Task prompt – Quote every line of the material beneath this one.

Records for the task –
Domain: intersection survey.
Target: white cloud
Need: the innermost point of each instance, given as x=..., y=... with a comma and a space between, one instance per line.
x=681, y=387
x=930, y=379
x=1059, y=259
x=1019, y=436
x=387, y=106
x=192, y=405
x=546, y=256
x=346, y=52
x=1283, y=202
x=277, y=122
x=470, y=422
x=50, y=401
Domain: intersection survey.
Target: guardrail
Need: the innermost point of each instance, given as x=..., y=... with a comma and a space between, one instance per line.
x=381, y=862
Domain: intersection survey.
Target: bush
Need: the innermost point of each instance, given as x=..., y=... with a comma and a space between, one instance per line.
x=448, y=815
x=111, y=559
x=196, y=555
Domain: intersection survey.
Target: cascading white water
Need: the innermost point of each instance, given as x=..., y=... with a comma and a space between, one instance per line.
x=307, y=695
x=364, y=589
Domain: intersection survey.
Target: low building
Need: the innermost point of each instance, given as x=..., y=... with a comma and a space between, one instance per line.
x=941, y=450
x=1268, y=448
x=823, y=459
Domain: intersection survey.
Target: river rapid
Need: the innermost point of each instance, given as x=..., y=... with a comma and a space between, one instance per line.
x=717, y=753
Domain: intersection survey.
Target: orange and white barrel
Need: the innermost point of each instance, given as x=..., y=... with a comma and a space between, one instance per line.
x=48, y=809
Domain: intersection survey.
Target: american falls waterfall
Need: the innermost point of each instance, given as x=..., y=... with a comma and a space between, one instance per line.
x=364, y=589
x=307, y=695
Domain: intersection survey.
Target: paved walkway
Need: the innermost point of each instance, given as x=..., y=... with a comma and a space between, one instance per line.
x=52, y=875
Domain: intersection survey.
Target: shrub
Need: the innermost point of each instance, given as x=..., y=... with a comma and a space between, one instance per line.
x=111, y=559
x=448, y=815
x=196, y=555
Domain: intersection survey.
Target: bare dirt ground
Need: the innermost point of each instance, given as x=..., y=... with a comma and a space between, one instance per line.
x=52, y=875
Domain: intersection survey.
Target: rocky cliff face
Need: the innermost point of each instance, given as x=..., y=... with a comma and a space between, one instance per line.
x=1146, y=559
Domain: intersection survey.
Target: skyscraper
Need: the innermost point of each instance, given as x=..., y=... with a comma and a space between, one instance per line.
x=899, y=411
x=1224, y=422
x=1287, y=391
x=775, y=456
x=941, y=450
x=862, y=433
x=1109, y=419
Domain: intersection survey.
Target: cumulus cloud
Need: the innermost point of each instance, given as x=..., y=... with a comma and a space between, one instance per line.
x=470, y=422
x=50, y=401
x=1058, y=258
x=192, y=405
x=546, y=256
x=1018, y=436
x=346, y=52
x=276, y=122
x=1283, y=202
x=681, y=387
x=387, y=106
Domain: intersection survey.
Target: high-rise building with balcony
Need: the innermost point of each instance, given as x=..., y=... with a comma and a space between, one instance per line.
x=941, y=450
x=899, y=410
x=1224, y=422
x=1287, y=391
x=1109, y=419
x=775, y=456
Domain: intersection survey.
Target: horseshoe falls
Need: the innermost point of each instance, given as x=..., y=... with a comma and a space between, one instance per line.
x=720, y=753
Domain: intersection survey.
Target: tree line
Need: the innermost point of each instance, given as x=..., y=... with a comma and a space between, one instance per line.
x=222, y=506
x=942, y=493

Task answer –
Domain: intersection survey.
Target: white cloud
Need: the innermost point of each instance, given as x=..., y=... with a comma and a space between, one instance per line.
x=681, y=387
x=930, y=379
x=1059, y=259
x=1019, y=436
x=387, y=106
x=192, y=405
x=546, y=256
x=346, y=52
x=1283, y=202
x=277, y=122
x=470, y=422
x=50, y=401
Domain: intersection survey.
Target: guardrail
Need: the innermost point of each instance, given as x=..., y=... with a comma and a space between, one instance per line.
x=381, y=862
Domain: intersection survey.
Target: bush
Need: the innermost point of each instance, given as x=..., y=... with a comma and a space between, one instance per line.
x=448, y=815
x=111, y=559
x=196, y=555
Domain: intersection survey.
Target: cascading white water
Need: the innermost point of each instance, given as x=..., y=... with a comma and a space between, one instance per line.
x=307, y=695
x=364, y=589
Domain: intersection survey.
Target: low building
Need: the innermost point of each instance, given as x=..., y=... with a comma and a space between, one instance per line.
x=941, y=450
x=1268, y=448
x=823, y=459
Domain: intersection survey.
Target: river rapid
Need: the innermost point of each instance, given as x=..., y=... with a comma and a space between, one instance per line.
x=717, y=753
Domain: intersection survey.
Target: orange and white barrel
Need: the innermost point of each instance, given as x=..., y=... with a comma and a space between, one instance per line.
x=48, y=809
Domain: intersection survey.
Target: american falls waterfall
Need: the innermost point of each instance, given as x=..., y=... with a comma and a space between, one instance per line.
x=364, y=589
x=307, y=695
Domain: intersection survey.
Target: paved walkway
Need: the innermost point of each instance, given as x=..., y=... with a comma and a space between, one instance per line.
x=52, y=875
Domain: intersection survey.
Target: shrub
Need: the innermost point of each instance, given as x=..., y=... with a comma and a space between, one instance per line.
x=111, y=559
x=448, y=815
x=196, y=555
Domain: intersection survey.
Target: bare dirt ground
Need: the innermost point of each instance, given as x=..., y=... with a comma and a space between, one instance per line.
x=52, y=875
Domain: intersection survey.
Target: rocky cliff face
Need: the innermost point of each instance, given as x=..., y=... with a comma and a space between, one instance per line.
x=1146, y=559
Domain: intersection survey.
Target: skyscraper
Need: the innermost point of each instance, given as x=..., y=... with a comma and a space between, one instance per line.
x=899, y=411
x=1224, y=422
x=1287, y=391
x=775, y=456
x=941, y=450
x=862, y=433
x=1109, y=419
Domain: intersection survey.
Target: cumulus cloud
Need: the innermost point of each instance, given as x=..., y=... with a comma and a space between, one instance per line.
x=470, y=422
x=50, y=401
x=1058, y=258
x=192, y=405
x=546, y=256
x=1018, y=436
x=346, y=52
x=276, y=122
x=1283, y=202
x=681, y=387
x=387, y=106
Domain: intersection survey.
Target: high-rise building with balcony
Need: the innermost point of each instance, given as x=..., y=... with a comma and a space between, one instance per line.
x=941, y=450
x=899, y=410
x=1224, y=422
x=1287, y=391
x=1109, y=419
x=775, y=456
Domain: intersection survey.
Target: horseshoe falls
Need: the innermost point of each instance, given as x=..., y=... with a comma and a space between, one instance per line.
x=720, y=753
Domain: intersection survey.
Target: tree line
Need: the innermost point of each instance, given as x=..., y=... with a comma and a space between, one instance per line.
x=222, y=506
x=942, y=493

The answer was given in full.